In the papers [33,34,35], it was proposed to associate physical time with the zero dilaton mode according to the Einstein cosmological principle [49]. We use the following definition of a three-space mean value of a physical quantity X, which depends only on the time variable:

$$\begin{array}{c}\hfill \langle X\rangle ({\chi }^0)=\frac{1}{V_0}{\int }_{V_0}{d}^3\chi \sqrt{\gamma }X({\chi }^0,{\chi }^1,{\chi }^2,{\chi }^3),\end{array}$$

(32)

where V is the three-volume of a region over which the averaging is carried out. In such a way, any physical quantity X is separated into two parts: the mean part $\langle X\rangle$ and the fluctuation part $\overline{X}$. They are connected by the following expression:

$$\begin{array}{c}\hfill X({\chi }^0,{\chi }^1,{\chi }^2,{\chi }^3)=\langle X\rangle ({\chi }^0)+\overline{X}({\chi }^0,{\chi }^1,{\chi }^2,{\chi }^3)\end{array}$$

(33)

________

§ PROBLEM SET:
(A) In the passage on three-space averaging, what was physical time proposed to be associated with?
(B) Pick up the passage on three-space averaging after equation (33) and continue it.
You won't need the records at all.

§ DATA EXCERPTS:
________

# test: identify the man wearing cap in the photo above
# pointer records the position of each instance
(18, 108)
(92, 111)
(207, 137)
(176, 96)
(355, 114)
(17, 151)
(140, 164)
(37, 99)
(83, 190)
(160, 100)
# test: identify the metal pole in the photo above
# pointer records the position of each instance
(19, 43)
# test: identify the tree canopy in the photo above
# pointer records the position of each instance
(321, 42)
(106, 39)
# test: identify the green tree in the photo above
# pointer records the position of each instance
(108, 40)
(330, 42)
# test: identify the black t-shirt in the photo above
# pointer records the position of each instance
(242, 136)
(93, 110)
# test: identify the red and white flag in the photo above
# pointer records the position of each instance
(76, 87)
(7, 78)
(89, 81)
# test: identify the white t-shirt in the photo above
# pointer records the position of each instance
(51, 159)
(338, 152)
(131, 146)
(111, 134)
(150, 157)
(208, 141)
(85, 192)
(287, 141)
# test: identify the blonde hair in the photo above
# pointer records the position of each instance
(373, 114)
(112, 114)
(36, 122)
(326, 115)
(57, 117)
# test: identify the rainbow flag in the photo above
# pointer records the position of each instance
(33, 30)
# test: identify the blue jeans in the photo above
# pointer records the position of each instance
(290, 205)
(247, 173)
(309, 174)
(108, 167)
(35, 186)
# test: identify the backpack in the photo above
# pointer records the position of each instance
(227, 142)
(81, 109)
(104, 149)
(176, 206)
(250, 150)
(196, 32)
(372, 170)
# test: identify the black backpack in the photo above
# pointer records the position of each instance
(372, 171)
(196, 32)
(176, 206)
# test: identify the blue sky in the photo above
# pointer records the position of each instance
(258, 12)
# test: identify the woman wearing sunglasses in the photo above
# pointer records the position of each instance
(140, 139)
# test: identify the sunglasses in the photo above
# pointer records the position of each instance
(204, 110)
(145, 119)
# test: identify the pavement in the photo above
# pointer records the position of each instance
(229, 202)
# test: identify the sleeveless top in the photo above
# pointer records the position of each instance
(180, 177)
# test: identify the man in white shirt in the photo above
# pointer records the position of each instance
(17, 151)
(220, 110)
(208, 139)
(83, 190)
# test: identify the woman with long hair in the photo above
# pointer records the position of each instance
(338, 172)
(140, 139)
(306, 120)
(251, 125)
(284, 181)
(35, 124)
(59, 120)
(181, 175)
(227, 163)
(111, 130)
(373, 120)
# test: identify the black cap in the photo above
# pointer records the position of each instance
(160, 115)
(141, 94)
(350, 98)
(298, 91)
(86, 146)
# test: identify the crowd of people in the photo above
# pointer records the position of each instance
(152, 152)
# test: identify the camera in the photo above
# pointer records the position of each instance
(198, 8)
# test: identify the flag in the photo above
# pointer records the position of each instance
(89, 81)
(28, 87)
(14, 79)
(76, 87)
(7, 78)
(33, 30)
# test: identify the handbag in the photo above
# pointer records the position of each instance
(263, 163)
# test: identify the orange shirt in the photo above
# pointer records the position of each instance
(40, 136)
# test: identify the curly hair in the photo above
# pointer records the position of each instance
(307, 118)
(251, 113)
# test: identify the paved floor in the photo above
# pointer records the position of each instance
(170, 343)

________

§ ANSWERS PROVIDED:
(A) The zero dilaton mode, in line with the Einstein cosmological principle.

(B)
and the following orthogonality condition holds:

$$\begin{array}{c}\hfill \langle \overline{X}\rangle =0.\end{array}$$

(34)

Thus, one can define zero dilaton mode $\langle D\rangle$, which corresponds to its global structure, and fluctuation mode $\overline{D}$, which corresponds to local dynamics:

$$\begin{array}{c}\hfill D({\chi }^0,{\chi }^1,{\chi }^2,{\chi }^3)=\langle D\rangle ({\chi }^0)+\overline{D}({\chi }^0,{\chi }^1,{\chi }^2,{\chi }^3).\end{array}$$

(35)

This allows one to exclude all interferences between $\overline{D}$ and $\langle D\rangle$ from the action (28) and to reduce it to the following form:

$$\begin{array}{cc}\hfill S=\int d^4\chi \sqrt{\gamma }N\left[\frac{{\tilde{M}}_P^2}{16\pi }\right(\tilde{R}-2\tilde{\Lambda }& )-\frac{3{\tilde{M}}_P^2}{8\pi }\frac{1}{N^2}{\left(\frac{\partial }{\partial {\chi }^0}\langle D\rangle \right)}^2\hfill \\ & \left.+\frac{3{\tilde{M}}_P^2}{8\pi }\left({\tilde{g}}^{\mu \nu }{\nabla }_{\mu }\overline{D}{\nabla }_{\nu }\overline{D}\right)+L_{\mathrm{matter}}\left({\tilde{g}}_{\mu \nu }\right)\right].\hfill \end{array}$$

(36)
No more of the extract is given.